The material below holds a span beginning at the line with "This is one" and ending at the line with "MULTIPOLYGON (((222 412, 231". Quote that span exactly, both ends included, and only that span.

▸ **Data provided**:
::::

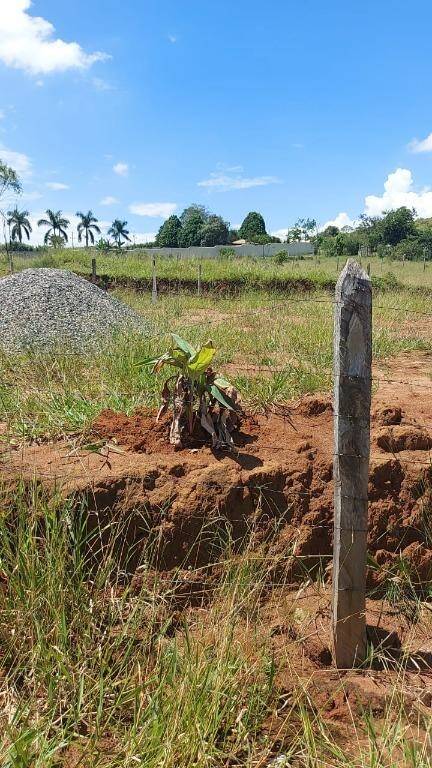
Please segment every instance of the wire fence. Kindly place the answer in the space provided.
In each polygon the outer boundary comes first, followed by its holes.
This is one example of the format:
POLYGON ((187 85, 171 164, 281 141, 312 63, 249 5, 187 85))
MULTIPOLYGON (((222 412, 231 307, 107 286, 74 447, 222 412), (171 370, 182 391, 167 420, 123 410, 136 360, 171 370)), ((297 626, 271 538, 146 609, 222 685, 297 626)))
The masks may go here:
MULTIPOLYGON (((318 305, 320 307, 328 307, 329 313, 332 313, 337 302, 336 300, 329 296, 317 296, 317 295, 308 295, 308 296, 294 296, 294 295, 287 295, 283 298, 271 301, 269 304, 266 304, 265 306, 259 306, 256 308, 249 307, 244 310, 234 310, 230 309, 226 312, 226 315, 218 316, 218 317, 203 317, 199 318, 196 321, 193 322, 178 322, 179 324, 179 330, 181 332, 188 331, 188 330, 202 330, 202 328, 205 327, 211 327, 211 326, 223 326, 226 323, 233 324, 236 323, 239 319, 260 319, 264 318, 269 313, 273 313, 275 311, 279 311, 281 309, 287 310, 289 313, 291 307, 293 306, 304 306, 307 304, 312 305, 318 305)), ((426 318, 432 318, 432 311, 424 311, 417 309, 412 306, 403 306, 400 304, 387 304, 387 303, 373 303, 373 310, 380 310, 382 312, 391 312, 395 313, 396 315, 396 322, 400 322, 401 318, 410 317, 412 315, 416 317, 426 317, 426 318)), ((289 319, 289 318, 288 318, 289 319)), ((283 318, 283 322, 285 322, 287 318, 283 318)), ((166 329, 162 330, 156 333, 149 333, 146 335, 146 339, 148 341, 155 340, 155 339, 163 339, 170 335, 171 331, 166 329)), ((431 327, 431 341, 432 341, 432 327, 431 327)), ((289 374, 290 371, 292 371, 293 368, 295 368, 296 363, 287 362, 285 364, 280 365, 271 365, 271 364, 263 364, 263 363, 245 363, 245 362, 236 362, 233 360, 232 362, 227 363, 230 366, 230 369, 234 371, 235 373, 245 373, 248 376, 283 376, 284 374, 289 374)), ((382 367, 385 367, 386 360, 380 361, 380 364, 382 367)), ((321 371, 322 372, 322 371, 321 371)), ((331 377, 331 370, 330 368, 327 371, 329 377, 331 377)), ((426 377, 428 374, 424 374, 426 377)), ((432 375, 432 372, 431 372, 432 375)), ((428 391, 432 390, 432 378, 431 381, 413 381, 411 379, 403 379, 403 378, 395 378, 393 376, 385 376, 382 373, 380 374, 374 374, 372 376, 372 382, 377 385, 378 387, 384 384, 388 385, 398 385, 398 386, 406 386, 411 389, 419 390, 419 391, 428 391)), ((120 392, 118 390, 115 391, 115 394, 117 397, 127 397, 130 396, 129 392, 120 392)), ((429 429, 430 426, 426 424, 421 424, 420 422, 417 422, 415 425, 412 426, 418 426, 422 427, 424 429, 429 429)), ((266 450, 274 450, 277 452, 283 452, 284 447, 283 446, 262 446, 266 450)), ((408 463, 408 459, 405 460, 408 463)), ((429 462, 424 461, 418 461, 414 459, 410 459, 409 463, 416 463, 416 464, 423 464, 423 465, 429 465, 429 462)))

::::

▸ **Answer for this exercise**:
This is one example of the format:
POLYGON ((187 85, 171 164, 281 141, 312 63, 249 5, 187 85))
MULTIPOLYGON (((222 412, 231 307, 107 286, 74 447, 222 412), (171 370, 182 391, 167 420, 123 410, 136 360, 171 370)), ((297 626, 271 538, 146 609, 222 685, 297 626)))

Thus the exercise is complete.